-- START OF Records supplied --

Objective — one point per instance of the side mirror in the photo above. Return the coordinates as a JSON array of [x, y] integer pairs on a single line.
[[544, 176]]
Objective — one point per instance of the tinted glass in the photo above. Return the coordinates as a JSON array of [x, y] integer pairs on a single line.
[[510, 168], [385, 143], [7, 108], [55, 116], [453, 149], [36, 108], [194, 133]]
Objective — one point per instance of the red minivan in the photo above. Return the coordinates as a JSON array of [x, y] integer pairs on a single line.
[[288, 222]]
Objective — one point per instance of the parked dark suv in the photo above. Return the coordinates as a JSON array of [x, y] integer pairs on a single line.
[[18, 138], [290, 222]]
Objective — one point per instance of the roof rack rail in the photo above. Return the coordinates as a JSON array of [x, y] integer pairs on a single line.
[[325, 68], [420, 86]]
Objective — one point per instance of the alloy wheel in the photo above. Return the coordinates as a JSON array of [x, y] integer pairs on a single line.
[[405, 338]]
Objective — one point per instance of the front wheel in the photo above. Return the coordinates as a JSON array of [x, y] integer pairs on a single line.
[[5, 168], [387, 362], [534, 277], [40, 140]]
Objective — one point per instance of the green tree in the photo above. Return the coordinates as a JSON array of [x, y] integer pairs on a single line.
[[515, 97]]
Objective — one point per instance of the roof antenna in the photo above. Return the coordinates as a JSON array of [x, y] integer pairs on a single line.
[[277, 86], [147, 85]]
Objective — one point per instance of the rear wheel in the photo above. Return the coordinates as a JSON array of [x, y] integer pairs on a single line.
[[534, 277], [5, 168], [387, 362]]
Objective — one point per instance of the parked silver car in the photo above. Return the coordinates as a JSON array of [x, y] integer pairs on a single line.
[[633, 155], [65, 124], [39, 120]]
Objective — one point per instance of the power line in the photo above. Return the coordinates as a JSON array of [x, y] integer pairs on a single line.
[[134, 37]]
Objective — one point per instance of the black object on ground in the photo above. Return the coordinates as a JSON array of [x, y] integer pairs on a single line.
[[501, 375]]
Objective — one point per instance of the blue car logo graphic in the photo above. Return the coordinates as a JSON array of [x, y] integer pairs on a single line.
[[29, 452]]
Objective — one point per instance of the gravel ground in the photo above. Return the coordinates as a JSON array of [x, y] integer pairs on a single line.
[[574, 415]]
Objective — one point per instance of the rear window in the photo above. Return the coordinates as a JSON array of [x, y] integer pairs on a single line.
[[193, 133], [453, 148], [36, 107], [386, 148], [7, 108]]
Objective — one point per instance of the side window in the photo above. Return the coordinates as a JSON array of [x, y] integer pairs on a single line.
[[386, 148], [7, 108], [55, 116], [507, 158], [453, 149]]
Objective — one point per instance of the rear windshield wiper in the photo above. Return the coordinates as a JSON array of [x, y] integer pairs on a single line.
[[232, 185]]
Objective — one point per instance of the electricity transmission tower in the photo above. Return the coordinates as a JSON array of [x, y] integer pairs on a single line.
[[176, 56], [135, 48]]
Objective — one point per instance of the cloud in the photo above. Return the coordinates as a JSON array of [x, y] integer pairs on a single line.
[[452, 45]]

-- END OF Records supplied --

| What you will do |
Can you give all the records above again, with "single line" switched to "one line" and nothing else changed?

| The output |
Objective — one point per instance of the side mirror in the photo above. Return the coordinates as a JSON array of [x, y] integer pairs on a one line.
[[544, 176]]
Objective — one point per instance of the tinted glass in the photo above. Return the coordinates as a JSON array of [x, y] integer pairs on a one line.
[[510, 168], [385, 143], [7, 108], [55, 116], [453, 149], [36, 108], [194, 133]]
Objective — one point per instance of the red minivan in the photo above. Return the coordinates as a JSON array of [x, y] integer pairs on a one line.
[[288, 222]]
Objective — one point per instance of the parked dark suv in the photo above. Return the coordinates as a JSON array of [x, y] integer pairs on a one line.
[[18, 138], [290, 222]]
Objective — one point per instance of the roof rack rail in the photo above. Return the coordinates as a JSON array of [x, y] integer pairs on a one line.
[[325, 68], [420, 86]]
Objective — one point per instance of the alloy wheel in the photo above. Return the coordinates as a JSON array of [x, y] integer pairs on a one line.
[[405, 338]]
Objective — one point per instance of the front wheel in the photo above. Return the coordinates as a JSON array of [x, y] integer pairs on a one line.
[[5, 168], [387, 362], [534, 277], [40, 140]]
Objective — one point per instance of the green tree in the photo above. Return the coordinates as a JSON array of [x, y] integer pairs on a one line.
[[515, 97]]
Objective — one point per instance of the roof antenna in the photo above. Return the coordinates as a JSON array of [x, y] integer pairs on a one line.
[[277, 86], [147, 85]]
Objective — one point per instance of the rear wheel in the photo above. Return the coordinates as a JSON array of [x, y] integer pairs on a one line.
[[534, 277], [5, 168], [387, 362]]
Objective — one point per instance of the parked silver car in the photo above. Return the coordinates as a JSON array of [x, y] integer pairs on a one line.
[[633, 155], [65, 124], [39, 120]]
Objective — one point per instance of the power line in the photo above. Return the coordinates as a JSON array of [x, y] integer pairs on a one line.
[[134, 37]]
Objective — one point per instance of the black object on ground in the photo above. Return the coordinates as a JSON array of [x, y] integer pairs on a one line.
[[501, 375]]
Objective — one point per instance of the blue car logo graphic in the photo above. Return the coordinates as a JSON array of [x, y] integer pairs on a one line.
[[29, 452]]
Objective — one point per instance of the gravel ground in the photo above. Return the coordinates as a JSON array of [x, y] integer pairs on a one line.
[[574, 415]]
Objective — one point per instance of the rear window in the photo above. Return the coordinates as a JSON array of [x, y] integer pairs on a one line.
[[193, 133], [453, 148], [36, 107], [386, 148], [7, 108]]
Objective — one point per instance of the side window in the photo above. Return the coordinates as a JSON array of [x, y] integer pairs on a one line.
[[386, 148], [7, 108], [55, 116], [507, 158], [453, 149]]
Objective — one point per instance of the rear windshield wiper in the photo above. Return the coordinates as a JSON array of [x, y] integer pairs on a one line.
[[232, 185]]
Objective — one point per instance of the electricity transmission tower in the photo above. Return the coordinates as a JSON array of [x, y] integer pairs on a one line.
[[176, 56], [135, 48]]
Objective — one point per instance of the cloud in the photo above. Return the coordinates as a JSON array of [x, y] integer pairs on a one line.
[[452, 45]]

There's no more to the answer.